(Assignment)
Nothing in the entries may change when they are transcribed.
┌────────
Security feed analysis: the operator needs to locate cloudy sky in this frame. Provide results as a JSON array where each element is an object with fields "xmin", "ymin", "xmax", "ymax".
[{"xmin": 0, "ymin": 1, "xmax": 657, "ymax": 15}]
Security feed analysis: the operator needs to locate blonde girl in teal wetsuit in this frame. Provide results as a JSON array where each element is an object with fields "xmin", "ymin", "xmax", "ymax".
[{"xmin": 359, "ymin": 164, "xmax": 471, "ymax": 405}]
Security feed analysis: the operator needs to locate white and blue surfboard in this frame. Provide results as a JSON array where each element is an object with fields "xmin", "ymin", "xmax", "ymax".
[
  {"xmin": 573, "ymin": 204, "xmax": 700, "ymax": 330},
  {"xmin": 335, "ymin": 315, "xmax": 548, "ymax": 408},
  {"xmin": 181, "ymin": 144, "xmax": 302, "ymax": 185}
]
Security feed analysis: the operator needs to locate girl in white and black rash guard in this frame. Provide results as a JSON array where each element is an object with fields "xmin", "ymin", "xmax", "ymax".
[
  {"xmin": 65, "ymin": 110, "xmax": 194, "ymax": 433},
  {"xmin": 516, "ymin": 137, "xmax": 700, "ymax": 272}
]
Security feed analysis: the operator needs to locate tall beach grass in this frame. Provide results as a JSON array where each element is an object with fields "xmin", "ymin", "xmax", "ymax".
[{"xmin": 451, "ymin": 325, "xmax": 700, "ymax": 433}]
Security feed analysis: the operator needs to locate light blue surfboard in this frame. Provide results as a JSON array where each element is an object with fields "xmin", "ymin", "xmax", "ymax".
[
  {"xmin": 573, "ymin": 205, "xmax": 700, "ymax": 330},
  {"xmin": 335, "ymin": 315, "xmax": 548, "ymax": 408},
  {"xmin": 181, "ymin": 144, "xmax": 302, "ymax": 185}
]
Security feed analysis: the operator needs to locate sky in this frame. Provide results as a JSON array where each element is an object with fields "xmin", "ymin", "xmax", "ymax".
└────────
(Answer space)
Security feed analysis: the operator needs to locate cloudy sky in this frame. Provide results as a JSON array where each element is an object with fields "xmin", "ymin", "xmax", "ymax".
[{"xmin": 0, "ymin": 1, "xmax": 657, "ymax": 15}]
Security feed analysis: the operator needs to locate blonde girl in teal wetsuit in this frame. Provide results as a JSON array where each element is an object with fields "xmin", "ymin", "xmax", "ymax".
[{"xmin": 359, "ymin": 164, "xmax": 471, "ymax": 405}]
Security feed analysis: the operator needs to locate white and blue surfboard in this frame. Provide results as a JSON array where each element is an object with fields "xmin", "ymin", "xmax", "ymax".
[
  {"xmin": 573, "ymin": 204, "xmax": 700, "ymax": 330},
  {"xmin": 335, "ymin": 315, "xmax": 548, "ymax": 408},
  {"xmin": 181, "ymin": 144, "xmax": 302, "ymax": 185}
]
Security feed analysis: the operator needs to locate girl in white and black rash guard in this frame. Provide results as a JSON array where each element is an object with fields "xmin", "ymin", "xmax", "ymax".
[
  {"xmin": 65, "ymin": 110, "xmax": 194, "ymax": 433},
  {"xmin": 516, "ymin": 137, "xmax": 700, "ymax": 272}
]
Security feed analysis: the operator needs to locate tall beach grass in this frame. Provide results as a JSON array where each element is an object with fields "xmin", "ymin", "xmax", "ymax".
[{"xmin": 451, "ymin": 325, "xmax": 700, "ymax": 433}]
Security feed analysis: the operator needs to locate light blue surfboard in this frame. Provide results as a JSON array where each element is an object with fields "xmin", "ymin", "xmax", "ymax".
[
  {"xmin": 573, "ymin": 205, "xmax": 700, "ymax": 330},
  {"xmin": 335, "ymin": 315, "xmax": 548, "ymax": 408},
  {"xmin": 181, "ymin": 144, "xmax": 302, "ymax": 185}
]
Security feed analysis: the operator needs to locate sky in this frame. Provide results as a JSON array where each element is an object with fields "xmin", "ymin", "xmax", "ymax".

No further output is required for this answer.